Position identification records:
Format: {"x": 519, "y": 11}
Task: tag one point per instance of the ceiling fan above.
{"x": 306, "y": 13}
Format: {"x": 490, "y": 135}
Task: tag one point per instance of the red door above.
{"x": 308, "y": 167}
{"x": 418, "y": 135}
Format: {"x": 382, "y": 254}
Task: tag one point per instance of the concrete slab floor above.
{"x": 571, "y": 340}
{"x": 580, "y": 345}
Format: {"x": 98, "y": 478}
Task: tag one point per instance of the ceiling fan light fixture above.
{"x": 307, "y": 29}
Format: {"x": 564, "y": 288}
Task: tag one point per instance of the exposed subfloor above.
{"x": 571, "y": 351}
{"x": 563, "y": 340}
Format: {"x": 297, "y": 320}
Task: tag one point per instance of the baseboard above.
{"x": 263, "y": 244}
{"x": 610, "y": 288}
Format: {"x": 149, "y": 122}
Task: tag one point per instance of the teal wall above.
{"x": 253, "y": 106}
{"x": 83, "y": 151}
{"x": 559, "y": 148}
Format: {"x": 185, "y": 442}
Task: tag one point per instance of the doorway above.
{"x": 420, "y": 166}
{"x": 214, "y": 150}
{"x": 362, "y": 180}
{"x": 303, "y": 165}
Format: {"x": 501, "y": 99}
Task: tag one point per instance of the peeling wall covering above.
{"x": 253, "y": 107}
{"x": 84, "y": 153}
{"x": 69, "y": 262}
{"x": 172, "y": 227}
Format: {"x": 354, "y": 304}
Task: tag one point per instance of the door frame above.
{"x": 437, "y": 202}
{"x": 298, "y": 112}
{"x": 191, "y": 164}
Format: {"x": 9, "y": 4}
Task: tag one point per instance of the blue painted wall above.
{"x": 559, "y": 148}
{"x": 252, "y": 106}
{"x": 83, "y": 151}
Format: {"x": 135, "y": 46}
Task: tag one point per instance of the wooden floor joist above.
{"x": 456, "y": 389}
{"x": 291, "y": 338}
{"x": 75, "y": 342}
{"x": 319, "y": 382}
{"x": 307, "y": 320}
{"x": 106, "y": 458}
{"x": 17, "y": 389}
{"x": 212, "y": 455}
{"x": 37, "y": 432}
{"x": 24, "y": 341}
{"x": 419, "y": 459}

§ SHORT PROBLEM: From the entries above, pull out every line that contains the string "point". Case counts, so a line matches only if the capitalization is the same.

§ ANSWER TO THIS EXERCISE:
Task: tag one point per instance of the ceiling fan above.
Task: tag one point per instance of the red door above.
Task: tag one point per instance of the concrete slab floor above.
Task: tag one point per instance of the ceiling fan light fixture above.
Task: tag one point per instance of the exposed subfloor above.
Task: tag one point per instance of the baseboard above.
Task: tag one point per instance of the teal wall above.
Task: tag one point per instance of the doorway above.
Task: tag one point per instance of the peeling wall covering above.
Task: tag one point per instance of the door frame above.
Task: tag one point per instance of the blue painted wall above.
Task: tag one point per instance of the wooden floor joist above.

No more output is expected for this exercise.